Yeah "mettere" is normally "put" or "put on"; "mettere sui guanti" means to put something on top of the gloves, "mettere su i guanti" to put the gloves on top of something (in this case 'su' means the direction 'up'). To wear should be "indossare" (formal) or "portare" (informal); "a febbraio porto i guanti" would be correct depending on the context (it could mean "i bring the gloves" too). In this case the speaker might mean that he/she puts on gloves when going out during that month, so it works in Italian.


Thank you for such a clear explanation. I am quite new and English grammar is hard enough for me! LOL! I noticed that "metto" was not a choice when I hovered over the word. I was only given the choices of indossare and porto. Next time I will use metto, but it is difficult to learn the words if they don't have the proper hint available.


Could you please explain why we used A instead of In


You're always helpful. Molte grazie!


Good explanation. Can I also add that there is a verb 'Vestire'..to dress, dress up or wear...Mi sto vestendo...I am getting dressed.


Could somebody explain why it is "A febbraio" instead of "In febbraio"?


I third that. I'm confused with "a" versus "in"


They're derived from Latin prepositions, of course, but here is an overview that discusses some nuances: https://www.thoughtco.com/italian-vocabulary-italian-calendar-months-4087628


I used "In febbraio" and it was correct


it just is that way - some things aren't the same in Italian as they are in English


An explanation would be very welcome. I don't get this.


A or in ....it makes no difference. BUT A agusto ...A aprile etc sounds bad and best to use... in Aprile. Indossare is the verb to wear,


If a month ends in a vowel, you use "ad": ad agusto, ad aprile


The tips for this section explains that "a" & "in" are the same thing before months


I believe it's just an idiomatic thing...the preposition used when saying 'in a certain month' is 'A'. It's the same with countries. To say 'I go to Italy' you use 'Vado IN italia', not 'Vado A italia'. But with cities you DO use 'A'.....'Vado a Roma'. You can't translate word for word...you have to learn the syntax. It takes time..you'll get it!

##########

Short task 1:
Please take the stretch of the Italian discussion from "I third that." through "don't get this." and give it again, changing "febbraio" to "marzo".

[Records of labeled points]
##########

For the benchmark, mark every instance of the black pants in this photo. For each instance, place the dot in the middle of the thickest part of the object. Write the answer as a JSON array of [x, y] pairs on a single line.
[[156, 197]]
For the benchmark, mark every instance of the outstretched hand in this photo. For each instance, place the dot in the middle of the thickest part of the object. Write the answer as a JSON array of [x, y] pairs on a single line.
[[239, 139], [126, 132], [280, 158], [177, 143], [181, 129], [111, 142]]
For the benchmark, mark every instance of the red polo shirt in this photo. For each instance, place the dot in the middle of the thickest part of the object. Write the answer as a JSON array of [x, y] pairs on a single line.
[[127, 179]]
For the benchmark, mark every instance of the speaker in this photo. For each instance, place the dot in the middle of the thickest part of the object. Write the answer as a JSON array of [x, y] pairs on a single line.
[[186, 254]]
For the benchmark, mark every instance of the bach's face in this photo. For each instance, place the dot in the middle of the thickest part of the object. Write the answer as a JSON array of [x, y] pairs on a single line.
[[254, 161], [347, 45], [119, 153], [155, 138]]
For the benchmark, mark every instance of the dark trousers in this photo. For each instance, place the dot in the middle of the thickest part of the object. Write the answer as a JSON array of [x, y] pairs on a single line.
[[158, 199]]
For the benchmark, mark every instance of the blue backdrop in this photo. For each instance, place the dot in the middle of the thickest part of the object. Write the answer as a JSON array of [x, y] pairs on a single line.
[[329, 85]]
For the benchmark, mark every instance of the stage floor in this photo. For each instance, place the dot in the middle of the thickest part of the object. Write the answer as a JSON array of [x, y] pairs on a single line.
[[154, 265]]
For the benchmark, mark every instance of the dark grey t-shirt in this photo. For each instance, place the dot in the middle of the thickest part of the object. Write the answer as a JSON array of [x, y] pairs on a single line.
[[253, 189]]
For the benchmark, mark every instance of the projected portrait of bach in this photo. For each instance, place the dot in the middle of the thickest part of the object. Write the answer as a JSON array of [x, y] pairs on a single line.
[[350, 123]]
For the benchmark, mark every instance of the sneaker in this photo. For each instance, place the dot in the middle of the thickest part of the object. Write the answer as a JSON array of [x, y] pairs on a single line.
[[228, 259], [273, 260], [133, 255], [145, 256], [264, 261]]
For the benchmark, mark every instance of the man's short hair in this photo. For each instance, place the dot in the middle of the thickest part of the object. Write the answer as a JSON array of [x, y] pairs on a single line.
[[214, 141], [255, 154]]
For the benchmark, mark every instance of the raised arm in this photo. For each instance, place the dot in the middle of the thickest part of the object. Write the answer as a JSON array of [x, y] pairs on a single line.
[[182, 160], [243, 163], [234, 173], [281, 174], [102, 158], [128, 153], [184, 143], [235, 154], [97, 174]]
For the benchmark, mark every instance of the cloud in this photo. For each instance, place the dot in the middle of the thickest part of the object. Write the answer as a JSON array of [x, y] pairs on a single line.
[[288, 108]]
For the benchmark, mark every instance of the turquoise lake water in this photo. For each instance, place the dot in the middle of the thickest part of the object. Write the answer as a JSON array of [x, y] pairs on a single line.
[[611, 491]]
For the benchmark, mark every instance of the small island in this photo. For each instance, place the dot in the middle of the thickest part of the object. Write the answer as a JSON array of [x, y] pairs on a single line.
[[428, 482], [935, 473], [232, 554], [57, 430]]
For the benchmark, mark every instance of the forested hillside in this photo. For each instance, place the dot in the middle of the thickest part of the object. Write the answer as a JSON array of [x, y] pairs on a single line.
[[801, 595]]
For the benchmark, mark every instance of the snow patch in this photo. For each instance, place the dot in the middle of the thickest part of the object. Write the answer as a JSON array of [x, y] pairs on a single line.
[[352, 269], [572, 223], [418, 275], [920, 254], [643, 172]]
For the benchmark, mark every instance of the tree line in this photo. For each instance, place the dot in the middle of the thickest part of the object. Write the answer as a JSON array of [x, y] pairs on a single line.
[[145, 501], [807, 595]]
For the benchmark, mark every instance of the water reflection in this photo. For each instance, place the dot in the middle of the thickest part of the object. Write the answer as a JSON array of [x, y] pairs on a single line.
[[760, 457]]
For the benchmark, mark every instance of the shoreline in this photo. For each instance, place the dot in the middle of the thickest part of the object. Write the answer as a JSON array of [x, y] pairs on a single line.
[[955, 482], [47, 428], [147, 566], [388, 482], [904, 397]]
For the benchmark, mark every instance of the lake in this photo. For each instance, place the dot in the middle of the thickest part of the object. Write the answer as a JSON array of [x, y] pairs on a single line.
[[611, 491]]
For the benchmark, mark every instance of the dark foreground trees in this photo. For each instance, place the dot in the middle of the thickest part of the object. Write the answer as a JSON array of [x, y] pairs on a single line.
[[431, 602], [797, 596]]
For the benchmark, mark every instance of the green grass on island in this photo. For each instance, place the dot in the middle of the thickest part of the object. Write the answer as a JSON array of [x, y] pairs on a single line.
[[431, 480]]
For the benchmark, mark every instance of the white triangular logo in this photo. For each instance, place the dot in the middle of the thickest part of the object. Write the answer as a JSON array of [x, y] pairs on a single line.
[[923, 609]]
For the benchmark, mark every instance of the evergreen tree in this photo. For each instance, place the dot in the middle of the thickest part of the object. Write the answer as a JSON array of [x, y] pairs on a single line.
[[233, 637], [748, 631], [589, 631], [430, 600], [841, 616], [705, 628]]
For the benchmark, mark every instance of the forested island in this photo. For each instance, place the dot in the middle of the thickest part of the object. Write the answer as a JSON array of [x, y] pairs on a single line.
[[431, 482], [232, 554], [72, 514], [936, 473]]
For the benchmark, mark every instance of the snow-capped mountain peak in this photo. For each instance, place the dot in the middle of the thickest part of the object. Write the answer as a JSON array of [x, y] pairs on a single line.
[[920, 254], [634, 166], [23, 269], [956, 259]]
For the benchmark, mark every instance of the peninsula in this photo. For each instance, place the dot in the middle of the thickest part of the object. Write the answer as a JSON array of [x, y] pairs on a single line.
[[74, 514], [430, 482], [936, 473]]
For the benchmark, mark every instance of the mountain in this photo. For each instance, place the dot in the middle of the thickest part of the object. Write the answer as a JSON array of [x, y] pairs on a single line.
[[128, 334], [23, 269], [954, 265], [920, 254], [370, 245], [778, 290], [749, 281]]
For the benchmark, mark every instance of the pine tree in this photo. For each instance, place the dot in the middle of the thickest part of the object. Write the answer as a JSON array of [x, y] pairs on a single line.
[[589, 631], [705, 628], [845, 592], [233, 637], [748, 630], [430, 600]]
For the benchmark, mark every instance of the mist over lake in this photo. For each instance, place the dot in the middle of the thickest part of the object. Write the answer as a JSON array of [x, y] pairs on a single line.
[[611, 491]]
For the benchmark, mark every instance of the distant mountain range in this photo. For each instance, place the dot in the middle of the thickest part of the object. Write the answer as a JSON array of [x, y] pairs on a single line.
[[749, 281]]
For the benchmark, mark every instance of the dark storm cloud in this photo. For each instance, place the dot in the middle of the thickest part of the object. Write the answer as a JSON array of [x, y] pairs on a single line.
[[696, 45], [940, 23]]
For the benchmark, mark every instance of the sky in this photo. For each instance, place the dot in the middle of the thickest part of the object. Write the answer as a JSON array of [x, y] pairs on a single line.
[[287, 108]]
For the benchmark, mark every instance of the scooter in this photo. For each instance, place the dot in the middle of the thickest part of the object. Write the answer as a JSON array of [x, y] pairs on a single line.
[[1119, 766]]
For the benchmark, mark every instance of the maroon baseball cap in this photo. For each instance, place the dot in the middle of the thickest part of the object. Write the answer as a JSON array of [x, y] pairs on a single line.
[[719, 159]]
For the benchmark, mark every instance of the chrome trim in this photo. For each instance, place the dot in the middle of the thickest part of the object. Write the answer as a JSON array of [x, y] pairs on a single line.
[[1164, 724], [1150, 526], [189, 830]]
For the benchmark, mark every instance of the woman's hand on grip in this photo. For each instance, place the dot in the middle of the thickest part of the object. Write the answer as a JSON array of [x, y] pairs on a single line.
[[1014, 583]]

##########

Short task 2:
Format the stretch of the rows from their start through the line containing "[[329, 85]]" as a JSON list of strings, one string per line, with blank lines left out.

Output 1:
I third that. I'm confused with "a" versus "in"


They're derived from Latin prepositions, of course, but here is an overview that discusses some nuances: https://www.thoughtco.com/italian-vocabulary-italian-calendar-months-4087628


I used "In marzo" and it was correct


it just is that way - some things aren't the same in Italian as they are in English


An explanation would be very welcome. I don't get this.

Output 2:
[
  "For the benchmark, mark every instance of the black pants in this photo. For each instance, place the dot in the middle of the thickest part of the object. Write the answer as a JSON array of [x, y] pairs on a single line.",
  "[[156, 197]]",
  "For the benchmark, mark every instance of the outstretched hand in this photo. For each instance, place the dot in the middle of the thickest part of the object. Write the answer as a JSON array of [x, y] pairs on a single line.",
  "[[239, 139], [126, 132], [280, 158], [177, 143], [181, 129], [111, 142]]",
  "For the benchmark, mark every instance of the red polo shirt in this photo. For each instance, place the dot in the middle of the thickest part of the object. Write the answer as a JSON array of [x, y] pairs on a single line.",
  "[[127, 179]]",
  "For the benchmark, mark every instance of the speaker in this photo. For each instance, place the dot in the middle of the thickest part of the object. Write the answer as a JSON array of [x, y] pairs on a single line.",
  "[[186, 254]]",
  "For the benchmark, mark every instance of the bach's face in this photo. For each instance, place the dot in the middle of the thickest part of the object. Write the answer as a JSON array of [x, y] pairs on a single line.",
  "[[254, 161], [347, 45], [119, 153], [155, 138]]",
  "For the benchmark, mark every instance of the dark trousers in this photo. For each instance, place the dot in the middle of the thickest part of the object. Write the answer as a JSON array of [x, y] pairs on a single line.",
  "[[158, 199]]",
  "For the benchmark, mark every instance of the blue backdrop in this photo. For each instance, place the dot in the middle of the thickest part of the object. Write the answer as a JSON array of [x, y] pairs on a single line.",
  "[[329, 85]]"
]